## Requirements
Gather every line in the material below that contains the word "tall" and copy each one in full.

## Input
** BEGIN **

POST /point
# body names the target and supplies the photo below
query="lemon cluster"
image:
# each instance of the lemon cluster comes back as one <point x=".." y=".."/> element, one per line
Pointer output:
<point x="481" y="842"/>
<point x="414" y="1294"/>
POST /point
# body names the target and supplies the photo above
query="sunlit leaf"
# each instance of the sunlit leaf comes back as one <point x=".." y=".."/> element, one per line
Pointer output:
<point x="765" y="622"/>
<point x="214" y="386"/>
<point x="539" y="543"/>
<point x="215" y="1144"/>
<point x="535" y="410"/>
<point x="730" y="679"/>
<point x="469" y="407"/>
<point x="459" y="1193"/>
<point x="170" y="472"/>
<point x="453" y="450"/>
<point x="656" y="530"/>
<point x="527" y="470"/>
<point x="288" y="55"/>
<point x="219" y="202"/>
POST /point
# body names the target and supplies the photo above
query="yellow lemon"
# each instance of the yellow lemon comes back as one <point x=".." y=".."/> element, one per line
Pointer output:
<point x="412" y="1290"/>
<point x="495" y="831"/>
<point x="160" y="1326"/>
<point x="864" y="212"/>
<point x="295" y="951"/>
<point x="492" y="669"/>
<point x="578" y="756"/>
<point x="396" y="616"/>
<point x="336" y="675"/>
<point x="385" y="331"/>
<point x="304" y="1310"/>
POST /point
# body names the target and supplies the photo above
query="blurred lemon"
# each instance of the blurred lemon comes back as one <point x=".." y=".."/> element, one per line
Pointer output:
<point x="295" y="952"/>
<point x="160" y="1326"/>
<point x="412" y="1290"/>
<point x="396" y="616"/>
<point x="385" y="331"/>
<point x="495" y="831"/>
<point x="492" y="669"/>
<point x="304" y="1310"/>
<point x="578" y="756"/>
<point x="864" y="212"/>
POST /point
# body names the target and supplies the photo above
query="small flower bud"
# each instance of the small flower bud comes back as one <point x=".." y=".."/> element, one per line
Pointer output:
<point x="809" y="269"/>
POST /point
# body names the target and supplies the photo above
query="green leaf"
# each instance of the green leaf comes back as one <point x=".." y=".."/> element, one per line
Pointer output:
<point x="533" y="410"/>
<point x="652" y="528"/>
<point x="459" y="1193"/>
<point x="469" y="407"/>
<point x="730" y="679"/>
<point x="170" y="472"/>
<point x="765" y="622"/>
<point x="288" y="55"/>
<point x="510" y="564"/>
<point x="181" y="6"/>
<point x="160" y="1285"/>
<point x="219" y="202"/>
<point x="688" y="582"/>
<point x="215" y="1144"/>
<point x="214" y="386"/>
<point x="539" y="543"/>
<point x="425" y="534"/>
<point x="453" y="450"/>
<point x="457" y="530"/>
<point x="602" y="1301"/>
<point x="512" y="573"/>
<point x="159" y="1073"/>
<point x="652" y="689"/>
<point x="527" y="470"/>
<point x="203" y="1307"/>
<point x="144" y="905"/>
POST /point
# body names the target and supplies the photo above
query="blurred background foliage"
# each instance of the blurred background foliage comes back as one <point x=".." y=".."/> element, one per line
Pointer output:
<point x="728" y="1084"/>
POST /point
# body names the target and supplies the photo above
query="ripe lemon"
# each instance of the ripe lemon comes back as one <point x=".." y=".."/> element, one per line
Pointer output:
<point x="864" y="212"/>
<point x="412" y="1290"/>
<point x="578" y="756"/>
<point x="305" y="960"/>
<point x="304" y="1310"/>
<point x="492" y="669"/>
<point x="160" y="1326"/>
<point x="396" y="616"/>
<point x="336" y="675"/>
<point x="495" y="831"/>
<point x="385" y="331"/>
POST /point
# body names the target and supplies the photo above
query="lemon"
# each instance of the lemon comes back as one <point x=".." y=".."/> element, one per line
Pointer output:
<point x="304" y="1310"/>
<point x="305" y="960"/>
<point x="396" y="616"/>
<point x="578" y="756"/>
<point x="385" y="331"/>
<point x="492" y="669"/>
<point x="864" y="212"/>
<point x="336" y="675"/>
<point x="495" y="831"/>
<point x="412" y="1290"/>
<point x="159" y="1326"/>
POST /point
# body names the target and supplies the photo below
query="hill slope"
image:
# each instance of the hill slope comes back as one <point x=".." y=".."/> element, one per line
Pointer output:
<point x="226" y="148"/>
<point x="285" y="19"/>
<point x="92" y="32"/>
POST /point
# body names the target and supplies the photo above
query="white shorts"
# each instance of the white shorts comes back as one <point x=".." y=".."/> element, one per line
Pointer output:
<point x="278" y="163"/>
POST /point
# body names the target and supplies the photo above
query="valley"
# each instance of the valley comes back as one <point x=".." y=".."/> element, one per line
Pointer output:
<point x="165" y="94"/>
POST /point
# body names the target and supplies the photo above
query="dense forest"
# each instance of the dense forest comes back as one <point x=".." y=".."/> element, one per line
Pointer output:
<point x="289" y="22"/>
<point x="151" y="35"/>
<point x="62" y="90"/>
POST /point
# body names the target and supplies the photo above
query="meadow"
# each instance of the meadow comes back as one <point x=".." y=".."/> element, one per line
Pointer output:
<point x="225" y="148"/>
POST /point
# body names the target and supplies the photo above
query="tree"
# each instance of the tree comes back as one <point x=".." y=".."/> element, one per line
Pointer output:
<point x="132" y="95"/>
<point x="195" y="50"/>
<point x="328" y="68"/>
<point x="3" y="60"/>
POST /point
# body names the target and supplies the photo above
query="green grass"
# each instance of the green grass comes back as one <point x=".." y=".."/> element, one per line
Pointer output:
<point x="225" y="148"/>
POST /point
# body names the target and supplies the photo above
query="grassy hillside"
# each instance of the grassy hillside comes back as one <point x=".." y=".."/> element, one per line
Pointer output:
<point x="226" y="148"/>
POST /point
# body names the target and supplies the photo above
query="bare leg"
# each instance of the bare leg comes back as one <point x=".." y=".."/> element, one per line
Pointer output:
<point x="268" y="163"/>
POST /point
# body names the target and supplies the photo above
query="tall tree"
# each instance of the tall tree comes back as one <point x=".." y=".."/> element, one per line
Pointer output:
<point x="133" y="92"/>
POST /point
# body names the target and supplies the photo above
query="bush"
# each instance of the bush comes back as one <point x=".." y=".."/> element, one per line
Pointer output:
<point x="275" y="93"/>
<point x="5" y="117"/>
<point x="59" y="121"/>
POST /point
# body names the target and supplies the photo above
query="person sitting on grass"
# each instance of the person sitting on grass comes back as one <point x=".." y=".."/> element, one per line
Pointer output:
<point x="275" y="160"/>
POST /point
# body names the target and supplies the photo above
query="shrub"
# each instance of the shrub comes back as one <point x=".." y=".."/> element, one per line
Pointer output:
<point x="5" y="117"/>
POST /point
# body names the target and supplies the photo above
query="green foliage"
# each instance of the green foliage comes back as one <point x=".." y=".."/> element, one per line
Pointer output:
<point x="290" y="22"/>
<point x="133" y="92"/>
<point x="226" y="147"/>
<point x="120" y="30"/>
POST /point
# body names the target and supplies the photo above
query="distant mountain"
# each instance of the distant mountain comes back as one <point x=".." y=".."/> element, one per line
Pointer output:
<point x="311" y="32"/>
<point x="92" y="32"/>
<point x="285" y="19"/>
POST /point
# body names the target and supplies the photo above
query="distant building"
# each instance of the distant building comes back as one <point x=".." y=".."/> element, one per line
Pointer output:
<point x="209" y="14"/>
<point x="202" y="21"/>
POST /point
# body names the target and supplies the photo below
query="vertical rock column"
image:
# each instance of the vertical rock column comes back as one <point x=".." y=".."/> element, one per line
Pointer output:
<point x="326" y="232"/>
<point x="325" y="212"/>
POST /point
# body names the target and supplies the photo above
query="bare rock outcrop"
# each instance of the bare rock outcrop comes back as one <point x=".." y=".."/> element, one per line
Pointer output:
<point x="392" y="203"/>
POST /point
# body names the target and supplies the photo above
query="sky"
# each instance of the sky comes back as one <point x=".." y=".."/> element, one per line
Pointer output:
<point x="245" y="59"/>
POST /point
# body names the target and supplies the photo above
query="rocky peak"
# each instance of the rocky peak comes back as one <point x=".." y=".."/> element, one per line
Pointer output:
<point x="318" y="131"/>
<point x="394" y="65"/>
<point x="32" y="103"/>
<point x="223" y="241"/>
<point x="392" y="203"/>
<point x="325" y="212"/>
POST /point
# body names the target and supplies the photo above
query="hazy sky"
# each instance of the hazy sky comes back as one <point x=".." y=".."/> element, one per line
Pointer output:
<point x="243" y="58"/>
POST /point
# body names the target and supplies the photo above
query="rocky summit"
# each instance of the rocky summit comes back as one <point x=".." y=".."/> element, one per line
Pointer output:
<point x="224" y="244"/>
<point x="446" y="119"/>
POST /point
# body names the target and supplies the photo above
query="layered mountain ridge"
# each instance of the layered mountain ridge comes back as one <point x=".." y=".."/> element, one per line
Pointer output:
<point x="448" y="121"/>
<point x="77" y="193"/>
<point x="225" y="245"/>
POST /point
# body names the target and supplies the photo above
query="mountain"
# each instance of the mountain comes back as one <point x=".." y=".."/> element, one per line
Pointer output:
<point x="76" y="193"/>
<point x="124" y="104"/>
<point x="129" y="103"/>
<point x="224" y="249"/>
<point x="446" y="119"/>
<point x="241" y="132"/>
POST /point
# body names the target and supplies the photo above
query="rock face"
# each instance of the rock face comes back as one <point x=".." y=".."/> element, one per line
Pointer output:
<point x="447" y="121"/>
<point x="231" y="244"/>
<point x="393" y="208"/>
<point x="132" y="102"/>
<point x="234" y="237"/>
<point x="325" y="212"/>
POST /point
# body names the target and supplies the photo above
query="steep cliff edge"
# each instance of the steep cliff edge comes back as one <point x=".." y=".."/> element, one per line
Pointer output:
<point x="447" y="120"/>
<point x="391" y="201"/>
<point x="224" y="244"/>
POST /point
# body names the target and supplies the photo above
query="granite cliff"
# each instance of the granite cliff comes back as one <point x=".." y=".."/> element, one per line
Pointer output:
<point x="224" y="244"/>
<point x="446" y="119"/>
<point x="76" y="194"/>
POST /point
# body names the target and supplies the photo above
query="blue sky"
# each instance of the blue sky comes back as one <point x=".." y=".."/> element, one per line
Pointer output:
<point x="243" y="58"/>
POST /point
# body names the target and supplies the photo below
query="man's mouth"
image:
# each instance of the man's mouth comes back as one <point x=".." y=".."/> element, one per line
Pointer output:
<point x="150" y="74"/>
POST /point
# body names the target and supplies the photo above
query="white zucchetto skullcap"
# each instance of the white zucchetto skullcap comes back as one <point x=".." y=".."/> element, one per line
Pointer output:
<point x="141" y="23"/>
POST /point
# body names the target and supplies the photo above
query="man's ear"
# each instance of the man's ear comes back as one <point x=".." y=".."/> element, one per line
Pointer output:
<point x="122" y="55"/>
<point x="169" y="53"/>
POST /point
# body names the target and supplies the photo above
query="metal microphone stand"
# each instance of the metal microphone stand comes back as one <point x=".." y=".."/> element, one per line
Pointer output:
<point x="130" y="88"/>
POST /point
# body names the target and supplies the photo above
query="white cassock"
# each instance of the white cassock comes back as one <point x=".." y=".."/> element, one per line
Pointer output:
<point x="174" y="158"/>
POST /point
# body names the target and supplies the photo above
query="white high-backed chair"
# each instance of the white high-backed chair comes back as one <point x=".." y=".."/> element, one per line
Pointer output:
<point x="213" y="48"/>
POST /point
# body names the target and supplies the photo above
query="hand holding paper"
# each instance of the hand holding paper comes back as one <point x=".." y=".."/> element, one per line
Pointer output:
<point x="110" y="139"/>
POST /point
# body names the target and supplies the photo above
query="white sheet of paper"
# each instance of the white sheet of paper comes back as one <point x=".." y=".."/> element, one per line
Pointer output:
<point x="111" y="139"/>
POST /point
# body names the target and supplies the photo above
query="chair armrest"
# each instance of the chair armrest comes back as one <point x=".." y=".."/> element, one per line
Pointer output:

** END **

## Complete response
query="tall tree"
# each instance of the tall tree comes back as one <point x=".." y=".."/> element, one per line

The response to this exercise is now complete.